§ **Exercises to complete**
1. Summarize the earnings call transcript in two sentences.
2. Name every participant listed in the earnings call transcript, along with the role and organization given for each.
3. Continue the Gatos Silver earnings call transcript from its final line.

[[ Text, beginning ]]

Q1 2023 Gatos Silver Inc Earnings Call

In this article:

Participants

Dale E. Andres; CEO & Director; Gatos Silver, Inc.

Pieter Andre van Niekerk; CFO; Gatos Silver, Inc.

Lucas Pamatat; Associate; Canaccord Genuity Corp., Research Division

Michael Siperco; Analyst; RBC Capital Markets, Research Division

Presentation

Operator

Ladies and gentlemen, thank you for standing by. Welcome to Gato Silver's Financial Update Investor Conference Call. Presenting today will be Dale Andres, CEO of Gato Silver; and Andre Van Niekerk, Chief Financial Officer. We will conclude today's session with a question-and-answer period, where other members of the Gatos Silver management team will be available. (Operator Instructions)
Turning your attention to Slide 2. Please note today's call contains forward-looking statements. Various risks and uncertainties may cause actual results to vary. Gatos Silver does not assume the obligation to update any forward-looking statements.
I would now like to turn the call over to Dale Andres. Please go ahead.

[[ Text, end ]]
[[ Given data, beginning ]]

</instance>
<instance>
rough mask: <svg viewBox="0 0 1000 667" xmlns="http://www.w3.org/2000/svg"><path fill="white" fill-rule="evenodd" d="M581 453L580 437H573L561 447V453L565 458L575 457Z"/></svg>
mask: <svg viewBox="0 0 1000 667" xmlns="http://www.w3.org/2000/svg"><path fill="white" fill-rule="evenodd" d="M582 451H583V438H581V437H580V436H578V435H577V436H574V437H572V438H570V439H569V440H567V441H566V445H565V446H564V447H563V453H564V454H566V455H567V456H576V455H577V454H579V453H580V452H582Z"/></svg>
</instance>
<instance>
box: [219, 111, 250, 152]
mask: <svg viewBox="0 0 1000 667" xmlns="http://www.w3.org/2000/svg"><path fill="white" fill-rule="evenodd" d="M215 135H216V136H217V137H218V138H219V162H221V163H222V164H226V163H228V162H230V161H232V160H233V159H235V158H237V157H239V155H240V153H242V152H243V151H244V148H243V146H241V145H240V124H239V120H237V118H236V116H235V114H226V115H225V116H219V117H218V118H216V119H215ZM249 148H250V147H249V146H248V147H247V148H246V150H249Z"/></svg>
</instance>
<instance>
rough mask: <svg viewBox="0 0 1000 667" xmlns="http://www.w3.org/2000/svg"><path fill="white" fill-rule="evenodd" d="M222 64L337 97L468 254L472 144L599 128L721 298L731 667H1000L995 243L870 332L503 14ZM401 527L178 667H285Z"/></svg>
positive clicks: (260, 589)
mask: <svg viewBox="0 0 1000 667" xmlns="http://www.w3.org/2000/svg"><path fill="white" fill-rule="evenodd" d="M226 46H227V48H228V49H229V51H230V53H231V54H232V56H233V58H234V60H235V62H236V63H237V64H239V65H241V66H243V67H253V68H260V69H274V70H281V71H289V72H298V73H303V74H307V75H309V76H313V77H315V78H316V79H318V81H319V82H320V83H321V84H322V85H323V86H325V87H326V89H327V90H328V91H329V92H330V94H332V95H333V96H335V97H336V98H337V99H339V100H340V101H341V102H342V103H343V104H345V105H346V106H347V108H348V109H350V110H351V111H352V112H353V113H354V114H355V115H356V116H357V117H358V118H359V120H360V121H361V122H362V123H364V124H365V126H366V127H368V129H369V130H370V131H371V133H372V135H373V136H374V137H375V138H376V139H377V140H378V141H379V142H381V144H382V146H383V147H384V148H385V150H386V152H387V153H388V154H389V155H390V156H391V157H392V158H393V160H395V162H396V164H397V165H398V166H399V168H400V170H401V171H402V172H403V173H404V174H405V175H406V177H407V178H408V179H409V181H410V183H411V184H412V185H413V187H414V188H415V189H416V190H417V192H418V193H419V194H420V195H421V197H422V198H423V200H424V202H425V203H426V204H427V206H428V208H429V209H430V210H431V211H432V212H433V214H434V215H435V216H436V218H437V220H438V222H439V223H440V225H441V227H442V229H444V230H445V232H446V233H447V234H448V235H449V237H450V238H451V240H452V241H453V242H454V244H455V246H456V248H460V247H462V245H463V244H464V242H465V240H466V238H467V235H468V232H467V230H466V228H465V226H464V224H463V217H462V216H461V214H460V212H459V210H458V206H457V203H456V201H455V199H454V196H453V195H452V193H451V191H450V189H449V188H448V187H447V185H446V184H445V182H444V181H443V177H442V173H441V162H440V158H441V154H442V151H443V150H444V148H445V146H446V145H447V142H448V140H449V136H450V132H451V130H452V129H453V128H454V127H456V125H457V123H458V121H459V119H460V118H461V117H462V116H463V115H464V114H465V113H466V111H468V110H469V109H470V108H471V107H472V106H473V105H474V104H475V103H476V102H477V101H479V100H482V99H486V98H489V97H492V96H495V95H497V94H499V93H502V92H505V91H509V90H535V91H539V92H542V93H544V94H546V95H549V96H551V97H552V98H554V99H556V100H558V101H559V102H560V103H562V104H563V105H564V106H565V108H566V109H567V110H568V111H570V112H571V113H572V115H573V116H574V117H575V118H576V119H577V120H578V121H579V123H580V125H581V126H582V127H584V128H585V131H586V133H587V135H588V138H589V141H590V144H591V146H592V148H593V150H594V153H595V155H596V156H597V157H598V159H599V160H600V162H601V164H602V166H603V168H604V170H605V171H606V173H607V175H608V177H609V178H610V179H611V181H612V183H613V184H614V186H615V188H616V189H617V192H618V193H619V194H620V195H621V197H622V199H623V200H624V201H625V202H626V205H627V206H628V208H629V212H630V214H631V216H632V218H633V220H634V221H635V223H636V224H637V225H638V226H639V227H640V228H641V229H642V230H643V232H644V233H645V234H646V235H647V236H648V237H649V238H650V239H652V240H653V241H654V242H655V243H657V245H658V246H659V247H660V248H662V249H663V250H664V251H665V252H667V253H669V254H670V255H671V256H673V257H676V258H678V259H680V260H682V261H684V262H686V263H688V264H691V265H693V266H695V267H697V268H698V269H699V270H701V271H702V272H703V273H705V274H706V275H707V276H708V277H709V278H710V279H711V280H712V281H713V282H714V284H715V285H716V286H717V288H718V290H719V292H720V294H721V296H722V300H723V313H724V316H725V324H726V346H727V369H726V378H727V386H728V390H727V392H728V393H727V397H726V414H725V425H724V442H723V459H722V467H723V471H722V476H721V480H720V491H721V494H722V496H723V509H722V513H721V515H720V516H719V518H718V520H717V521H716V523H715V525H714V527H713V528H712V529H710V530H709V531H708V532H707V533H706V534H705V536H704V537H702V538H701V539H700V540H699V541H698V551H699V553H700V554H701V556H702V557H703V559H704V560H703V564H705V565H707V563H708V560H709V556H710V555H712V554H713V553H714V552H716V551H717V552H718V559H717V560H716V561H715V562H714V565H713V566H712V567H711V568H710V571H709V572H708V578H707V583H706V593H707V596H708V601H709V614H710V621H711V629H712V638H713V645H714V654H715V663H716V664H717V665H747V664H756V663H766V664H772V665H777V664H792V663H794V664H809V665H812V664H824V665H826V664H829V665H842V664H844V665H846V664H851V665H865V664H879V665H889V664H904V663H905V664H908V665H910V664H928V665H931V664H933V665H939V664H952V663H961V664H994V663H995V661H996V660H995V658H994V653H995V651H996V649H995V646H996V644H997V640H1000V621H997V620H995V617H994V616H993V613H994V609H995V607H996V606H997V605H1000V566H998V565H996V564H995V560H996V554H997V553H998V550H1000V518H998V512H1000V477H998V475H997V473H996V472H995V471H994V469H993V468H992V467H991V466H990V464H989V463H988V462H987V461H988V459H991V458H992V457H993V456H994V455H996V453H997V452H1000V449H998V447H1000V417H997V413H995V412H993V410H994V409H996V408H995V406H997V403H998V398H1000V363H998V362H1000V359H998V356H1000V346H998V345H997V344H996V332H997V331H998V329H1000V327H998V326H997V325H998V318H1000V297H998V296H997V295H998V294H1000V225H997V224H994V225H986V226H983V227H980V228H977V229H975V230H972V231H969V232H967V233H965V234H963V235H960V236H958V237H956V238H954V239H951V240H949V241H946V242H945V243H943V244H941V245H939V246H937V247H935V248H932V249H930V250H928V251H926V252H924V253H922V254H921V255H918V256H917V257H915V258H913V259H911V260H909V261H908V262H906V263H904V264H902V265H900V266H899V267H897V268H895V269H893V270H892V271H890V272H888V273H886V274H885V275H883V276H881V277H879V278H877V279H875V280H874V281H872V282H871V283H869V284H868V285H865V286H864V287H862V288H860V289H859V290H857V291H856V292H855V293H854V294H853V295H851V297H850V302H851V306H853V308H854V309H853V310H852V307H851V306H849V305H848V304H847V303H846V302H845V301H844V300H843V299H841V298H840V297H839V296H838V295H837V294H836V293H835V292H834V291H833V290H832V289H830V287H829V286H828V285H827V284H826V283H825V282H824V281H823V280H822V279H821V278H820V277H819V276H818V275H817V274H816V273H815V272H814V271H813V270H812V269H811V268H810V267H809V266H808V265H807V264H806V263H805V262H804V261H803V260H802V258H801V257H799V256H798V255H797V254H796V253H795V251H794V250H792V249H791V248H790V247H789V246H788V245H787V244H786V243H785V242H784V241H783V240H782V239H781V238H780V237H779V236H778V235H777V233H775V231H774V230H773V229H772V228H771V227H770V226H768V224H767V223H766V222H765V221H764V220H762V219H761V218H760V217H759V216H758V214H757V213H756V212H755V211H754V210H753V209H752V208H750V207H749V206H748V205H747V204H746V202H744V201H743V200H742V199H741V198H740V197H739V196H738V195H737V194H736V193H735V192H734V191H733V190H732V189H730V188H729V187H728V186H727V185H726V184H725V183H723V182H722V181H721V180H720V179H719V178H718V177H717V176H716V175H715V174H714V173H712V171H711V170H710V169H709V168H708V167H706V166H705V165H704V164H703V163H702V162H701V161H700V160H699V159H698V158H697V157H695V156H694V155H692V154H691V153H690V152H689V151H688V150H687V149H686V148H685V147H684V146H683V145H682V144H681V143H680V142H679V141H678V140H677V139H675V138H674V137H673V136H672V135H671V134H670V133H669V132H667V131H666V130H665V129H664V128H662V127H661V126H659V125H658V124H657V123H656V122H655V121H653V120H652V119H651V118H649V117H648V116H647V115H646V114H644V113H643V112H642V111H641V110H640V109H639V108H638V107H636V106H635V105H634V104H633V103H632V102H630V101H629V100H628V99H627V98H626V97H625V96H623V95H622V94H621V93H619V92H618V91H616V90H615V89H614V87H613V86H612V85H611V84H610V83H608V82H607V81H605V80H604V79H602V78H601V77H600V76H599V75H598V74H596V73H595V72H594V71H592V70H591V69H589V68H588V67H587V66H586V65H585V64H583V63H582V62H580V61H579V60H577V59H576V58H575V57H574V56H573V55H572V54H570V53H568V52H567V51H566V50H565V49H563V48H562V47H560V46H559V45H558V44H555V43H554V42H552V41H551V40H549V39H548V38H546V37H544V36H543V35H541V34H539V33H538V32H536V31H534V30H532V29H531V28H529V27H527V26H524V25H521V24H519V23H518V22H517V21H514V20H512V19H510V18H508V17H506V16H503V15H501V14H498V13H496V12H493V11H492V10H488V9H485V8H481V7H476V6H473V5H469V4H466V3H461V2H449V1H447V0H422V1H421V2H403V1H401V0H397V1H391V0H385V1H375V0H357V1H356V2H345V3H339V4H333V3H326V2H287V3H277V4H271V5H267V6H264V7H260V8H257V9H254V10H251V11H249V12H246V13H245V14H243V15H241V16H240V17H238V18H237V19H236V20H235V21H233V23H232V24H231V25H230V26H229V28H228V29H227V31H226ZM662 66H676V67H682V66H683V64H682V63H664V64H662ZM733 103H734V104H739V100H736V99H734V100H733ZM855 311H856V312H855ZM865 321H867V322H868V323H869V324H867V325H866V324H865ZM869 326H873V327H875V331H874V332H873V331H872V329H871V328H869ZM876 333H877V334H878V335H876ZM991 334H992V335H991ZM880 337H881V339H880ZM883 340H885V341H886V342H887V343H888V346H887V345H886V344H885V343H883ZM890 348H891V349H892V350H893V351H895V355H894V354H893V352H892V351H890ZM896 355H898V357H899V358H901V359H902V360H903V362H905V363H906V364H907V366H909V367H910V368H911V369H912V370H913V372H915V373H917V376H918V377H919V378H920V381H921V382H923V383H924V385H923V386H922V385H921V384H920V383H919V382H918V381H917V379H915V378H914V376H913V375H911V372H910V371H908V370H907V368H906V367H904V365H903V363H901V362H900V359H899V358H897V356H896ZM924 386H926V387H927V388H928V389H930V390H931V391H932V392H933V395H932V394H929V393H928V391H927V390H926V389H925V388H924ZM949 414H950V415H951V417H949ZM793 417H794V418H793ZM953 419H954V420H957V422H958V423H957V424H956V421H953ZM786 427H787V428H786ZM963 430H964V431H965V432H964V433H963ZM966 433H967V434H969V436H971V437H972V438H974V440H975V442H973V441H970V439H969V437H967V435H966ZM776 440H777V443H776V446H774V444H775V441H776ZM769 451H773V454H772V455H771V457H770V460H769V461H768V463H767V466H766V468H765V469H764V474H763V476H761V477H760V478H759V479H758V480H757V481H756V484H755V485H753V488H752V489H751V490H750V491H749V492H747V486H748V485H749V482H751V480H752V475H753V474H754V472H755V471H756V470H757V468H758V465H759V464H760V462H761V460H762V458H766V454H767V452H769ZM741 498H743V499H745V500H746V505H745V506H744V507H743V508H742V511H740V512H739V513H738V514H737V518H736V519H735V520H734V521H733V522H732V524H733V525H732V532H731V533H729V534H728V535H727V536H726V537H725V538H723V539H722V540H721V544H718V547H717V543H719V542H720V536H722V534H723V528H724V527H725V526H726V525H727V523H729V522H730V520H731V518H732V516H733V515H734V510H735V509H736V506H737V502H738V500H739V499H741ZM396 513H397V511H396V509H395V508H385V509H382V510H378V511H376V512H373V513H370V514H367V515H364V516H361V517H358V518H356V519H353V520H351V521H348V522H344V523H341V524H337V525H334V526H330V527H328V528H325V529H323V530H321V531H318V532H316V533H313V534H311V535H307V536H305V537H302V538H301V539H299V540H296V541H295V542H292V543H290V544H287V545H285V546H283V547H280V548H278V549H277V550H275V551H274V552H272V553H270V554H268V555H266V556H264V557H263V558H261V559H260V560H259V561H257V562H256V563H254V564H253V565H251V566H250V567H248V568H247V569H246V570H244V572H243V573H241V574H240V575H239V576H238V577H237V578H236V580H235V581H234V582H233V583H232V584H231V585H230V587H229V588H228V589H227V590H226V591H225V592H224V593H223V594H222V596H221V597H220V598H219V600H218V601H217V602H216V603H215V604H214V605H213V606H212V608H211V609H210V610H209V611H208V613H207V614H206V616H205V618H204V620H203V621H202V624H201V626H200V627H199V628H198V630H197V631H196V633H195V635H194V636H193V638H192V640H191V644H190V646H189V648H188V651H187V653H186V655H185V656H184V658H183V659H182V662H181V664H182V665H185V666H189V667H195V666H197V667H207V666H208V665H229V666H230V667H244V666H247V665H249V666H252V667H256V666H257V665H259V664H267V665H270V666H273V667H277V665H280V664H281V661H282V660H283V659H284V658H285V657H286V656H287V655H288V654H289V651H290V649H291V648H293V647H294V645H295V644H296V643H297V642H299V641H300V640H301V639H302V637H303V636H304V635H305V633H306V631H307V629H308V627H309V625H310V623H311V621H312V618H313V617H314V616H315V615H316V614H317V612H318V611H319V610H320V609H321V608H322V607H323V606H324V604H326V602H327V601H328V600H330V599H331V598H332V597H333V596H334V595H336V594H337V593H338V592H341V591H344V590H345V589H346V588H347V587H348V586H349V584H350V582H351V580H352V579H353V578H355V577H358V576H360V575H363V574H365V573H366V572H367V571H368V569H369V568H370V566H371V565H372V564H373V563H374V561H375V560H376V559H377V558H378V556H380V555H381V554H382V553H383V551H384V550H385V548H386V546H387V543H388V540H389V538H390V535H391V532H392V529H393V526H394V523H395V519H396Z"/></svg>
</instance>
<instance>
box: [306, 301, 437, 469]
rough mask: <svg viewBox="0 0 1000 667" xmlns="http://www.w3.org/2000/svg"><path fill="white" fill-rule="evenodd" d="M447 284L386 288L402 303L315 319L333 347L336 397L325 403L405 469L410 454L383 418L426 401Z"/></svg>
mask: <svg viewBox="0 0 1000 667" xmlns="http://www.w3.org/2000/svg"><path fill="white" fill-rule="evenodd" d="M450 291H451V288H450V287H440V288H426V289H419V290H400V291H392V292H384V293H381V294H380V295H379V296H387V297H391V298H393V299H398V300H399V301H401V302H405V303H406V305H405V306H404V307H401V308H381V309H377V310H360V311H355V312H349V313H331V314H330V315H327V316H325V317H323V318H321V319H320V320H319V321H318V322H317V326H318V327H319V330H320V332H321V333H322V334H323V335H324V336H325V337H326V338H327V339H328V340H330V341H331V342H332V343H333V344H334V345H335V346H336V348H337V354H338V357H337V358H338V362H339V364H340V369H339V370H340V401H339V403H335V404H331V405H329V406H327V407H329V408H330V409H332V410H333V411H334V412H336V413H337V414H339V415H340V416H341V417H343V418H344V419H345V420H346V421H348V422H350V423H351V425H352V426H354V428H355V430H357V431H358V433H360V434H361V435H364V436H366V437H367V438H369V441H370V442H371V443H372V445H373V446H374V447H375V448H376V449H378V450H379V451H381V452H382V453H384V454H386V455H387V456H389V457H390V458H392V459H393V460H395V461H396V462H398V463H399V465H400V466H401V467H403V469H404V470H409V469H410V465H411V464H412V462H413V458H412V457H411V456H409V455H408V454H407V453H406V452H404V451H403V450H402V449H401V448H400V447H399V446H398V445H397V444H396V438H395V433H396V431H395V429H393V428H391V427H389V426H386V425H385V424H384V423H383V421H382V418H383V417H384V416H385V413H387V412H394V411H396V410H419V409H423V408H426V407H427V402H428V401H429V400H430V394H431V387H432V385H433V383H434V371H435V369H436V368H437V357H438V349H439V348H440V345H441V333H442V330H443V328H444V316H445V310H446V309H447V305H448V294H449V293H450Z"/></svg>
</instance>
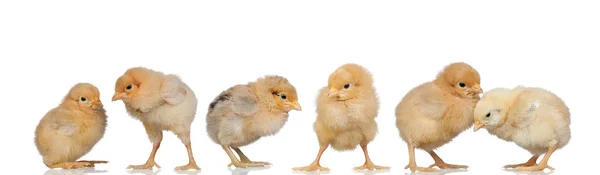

[[ Given data, end ]]

§ **Per-task answers**
1. The transcript of Gatos Silver's Q1 2023 earnings call lists four participants, and the operator opens by welcoming callers and naming CEO Dale Andres and CFO Andre Van Niekerk as presenters, with a question-and-answer period to follow. The operator then warns that the call contains forward-looking statements whose actual results may vary and hands the call to Dale Andres.

2.
- Dale E. Andres: CEO & Director, Gatos Silver, Inc.
- Pieter Andre van Niekerk: CFO, Gatos Silver, Inc.
- Lucas Pamatat: Associate, Canaccord Genuity Corp., Research Division
- Michael Siperco: Analyst, RBC Capital Markets, Research Division

3.
Dale E. Andres

Thank you, and good morning, everyone. Turning to Slide 3. We are very pleased to report that we have filed all outstanding financial filings. This has been a huge job for the team this quarter, including getting 6 quarters worth of financial statements and restatements finalized all at once. Now that we are current, we have scheduled our annual meeting for September 6. And most importantly, having completed the outstanding filings allows us to focus on extending the mine life at Cerro Los Gatos realizing the full potential of our highly prospective district.
The CLG operation has been performing extremely well with record mill throughput, and we are very happy to finally be talking about our financial performance. Highlights include record free cash flow at the Los Gatos joint venture of almost $29 million in the first quarter of this year, adding to the already strong cash balance at the joint venture level. While our corporate expenses contain several nonrecurring items over the past few quarters, we continue to be net debt free at the GSI level.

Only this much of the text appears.